Abstract

Researchers have posited that larger, denser metropolitan areas have important consumption advantages. We examine this using Cragg two-part hurdle and ordinary least square (OLS) regression models employing data from the American Time Use Survey. We test whether: 1) large metropolitan area residents participate in more out-of-home activities because these activities are more plentiful, richer, and/or easier to access, 2) large metropolitan areas have lower travel times because of higher densities, and 3) activities in larger metropolitan areas have more positive associations with subjective well-being than those in smaller places. We reject all three hypotheses. Metropolitan area population size is largely unrelated to time spent outside the home, excluding travel. Large-metropolitan-area residents participate in more arts and entertainment activities and eat and drink out more often, but they socialize, volunteer, and care for others outside the home less. Larger metropolitan areas are associated with dramatically more travel time. We find no evidence that large metropolitan area activities contribute any more or less to life satisfaction or affect than activities in smaller places. We also find that life satisfaction does not covary with metropolitan area size. In sum, living in a large metropolitan area may primarily involve a tradeoff of (travel) time for money (higher wages), with little net change in welfare.

WRITTEN EXERCISE 1
Rescale part of the records: begin at the line that has "Place one keypoint on each instance of the water" and stop after the last line of the records, with both ends included. Reproduce each of those lines, multiplying every point coordinate by 1.95 and rounding to the nearest whole number, with halves rounded up.
The records that follow have no connection to the abstract on metropolitan areas.

DATA RECORDS
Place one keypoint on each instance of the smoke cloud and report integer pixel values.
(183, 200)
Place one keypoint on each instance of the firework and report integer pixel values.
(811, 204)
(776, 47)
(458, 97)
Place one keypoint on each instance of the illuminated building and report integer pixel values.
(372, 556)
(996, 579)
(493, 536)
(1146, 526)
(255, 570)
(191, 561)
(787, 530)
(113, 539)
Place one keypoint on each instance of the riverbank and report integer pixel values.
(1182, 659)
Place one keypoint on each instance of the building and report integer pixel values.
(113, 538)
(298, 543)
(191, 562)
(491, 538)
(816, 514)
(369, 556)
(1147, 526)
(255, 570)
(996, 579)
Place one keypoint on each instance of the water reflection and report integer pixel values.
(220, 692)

WRITTEN EXERCISE 2
According to the abstract on metropolitan areas, which survey supplied the data for the regression models?

FINAL RESULT 1
Place one keypoint on each instance of the water reflection and report integer pixel values.
(429, 1349)

FINAL RESULT 2
The American Time Use Survey.